== SHORT TASK 1 ==
Copy out word for word the lines of the records that start with the line containing "Practice step: put one dot on the wet" and go on through the final line of the records. Give only those lines.

Copyright 1992 Microsoft Corporation.  Permission is given to freely 
redistribute for private non-profit use provided this notice remains 
with the document.
-----------------



The quality and legibility of the fonts that appear on your computer
screen is also important to millions of other users worldwide.  One 
of the great typographic strengths of TrueType that cannot be matched 
by other font scaling solutions is its ability to perform what is 
known as non-linear scaling.  This feature results in higher quality 
text which is more legible on low resolution devices like computer 
screens and 300 dpi laserprinters.  Non-linear scaling is not some 
vague promise of something that you could do with TrueType -- it
is implemented today in the fonts we ship with Windows 3.1.  To 
understand why this feature is important, we have to look at one of 
the more fundemental problems that occur in digital typography.

== RECORD LIST ==
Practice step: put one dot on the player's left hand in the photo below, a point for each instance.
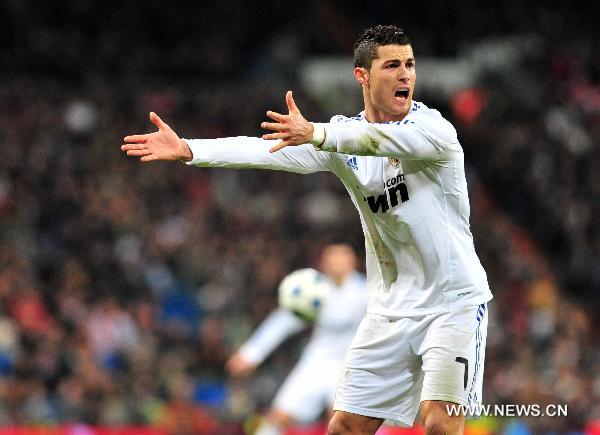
(290, 129)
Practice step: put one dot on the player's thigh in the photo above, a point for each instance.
(382, 375)
(348, 423)
(453, 356)
(304, 393)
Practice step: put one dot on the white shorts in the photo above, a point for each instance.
(395, 363)
(309, 389)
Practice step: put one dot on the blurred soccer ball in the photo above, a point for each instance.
(304, 292)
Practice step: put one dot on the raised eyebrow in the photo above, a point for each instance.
(410, 59)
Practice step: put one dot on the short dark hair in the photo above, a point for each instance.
(365, 47)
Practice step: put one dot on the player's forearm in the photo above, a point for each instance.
(253, 153)
(359, 138)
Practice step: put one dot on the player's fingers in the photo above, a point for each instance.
(276, 116)
(138, 153)
(289, 99)
(132, 146)
(157, 121)
(148, 158)
(279, 146)
(275, 126)
(273, 136)
(136, 138)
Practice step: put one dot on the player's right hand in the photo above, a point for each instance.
(163, 144)
(239, 366)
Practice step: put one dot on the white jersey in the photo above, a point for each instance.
(407, 180)
(333, 329)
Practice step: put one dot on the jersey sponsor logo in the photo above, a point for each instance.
(352, 162)
(395, 193)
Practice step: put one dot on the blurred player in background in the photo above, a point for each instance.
(310, 387)
(421, 345)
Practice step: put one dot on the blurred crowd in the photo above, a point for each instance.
(124, 287)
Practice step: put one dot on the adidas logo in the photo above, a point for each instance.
(352, 162)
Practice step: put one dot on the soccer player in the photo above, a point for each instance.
(421, 344)
(310, 387)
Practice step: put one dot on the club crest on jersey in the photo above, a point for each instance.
(395, 193)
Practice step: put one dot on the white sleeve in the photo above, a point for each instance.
(278, 326)
(418, 137)
(253, 153)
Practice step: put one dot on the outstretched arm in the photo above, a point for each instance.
(163, 144)
(423, 135)
(228, 152)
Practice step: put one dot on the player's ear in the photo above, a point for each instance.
(362, 75)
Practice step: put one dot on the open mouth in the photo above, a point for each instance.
(402, 94)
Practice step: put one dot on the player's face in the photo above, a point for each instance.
(389, 83)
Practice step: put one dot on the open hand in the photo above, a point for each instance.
(161, 145)
(291, 129)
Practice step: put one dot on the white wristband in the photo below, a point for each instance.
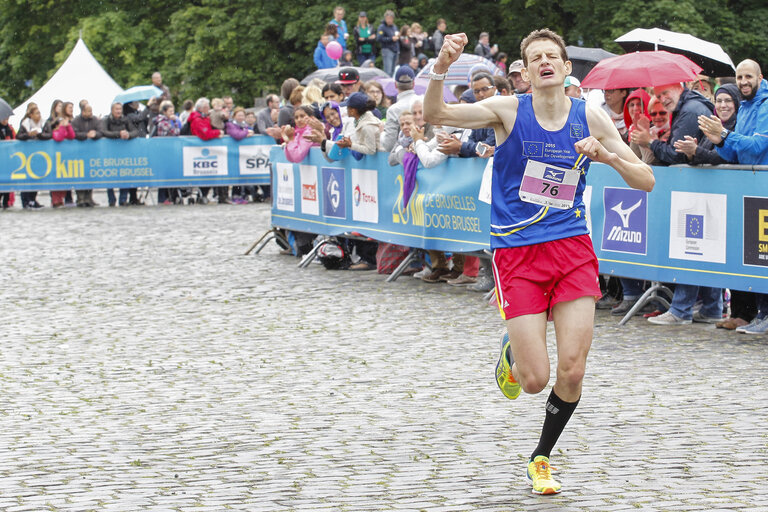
(437, 76)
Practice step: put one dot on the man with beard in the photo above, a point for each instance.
(746, 144)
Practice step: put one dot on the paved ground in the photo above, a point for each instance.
(148, 365)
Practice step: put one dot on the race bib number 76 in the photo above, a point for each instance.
(549, 185)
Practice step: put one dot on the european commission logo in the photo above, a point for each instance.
(694, 226)
(552, 174)
(577, 131)
(533, 148)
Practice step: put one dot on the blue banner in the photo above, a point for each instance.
(155, 162)
(703, 226)
(700, 225)
(366, 197)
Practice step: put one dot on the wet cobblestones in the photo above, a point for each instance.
(148, 365)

== SHORT TASK 2 ==
Continue the passage on TrueType font scaling from the point where it stops.

== EXERCISE ANSWER 1 ==
Practice step: put one dot on the wet cobblestones in the photo above, a point for each instance.
(148, 365)

== EXERCISE ANSWER 2 ==
If you will recall from the TrueType Talk #1, all digital typographic
systems store extremely high resolution outlines in the font itself,
which are then scaled to the proper size for the target device.  These 
outlines are then "hinted" to remove poor fitting of the outline to the 
pixel grid on the screen or printer.  One of the problems that I really
didn't discuss in the first talk is round-off error during the scaling 
process itself.  This is a big problem.

Let's say you have a lower-case letter "m" outline that you are 
attempting to make legible at a small size on a 96dpi (VGA resolution) PC 
screen.  The outline itself was originally stored as a series of quadratic 
B-splines in the high-resolution Cartesian em square space of the font 
file.  In the following crude illustration, the `*' are used to denote 
on-curve control points in the original theoretical outline.  The numbers 
beside the `*' are the coordinates of the individual control points in the 
high-resolution space:

    *--------* (42,200)
    |(6,200) |                                                   (246,187)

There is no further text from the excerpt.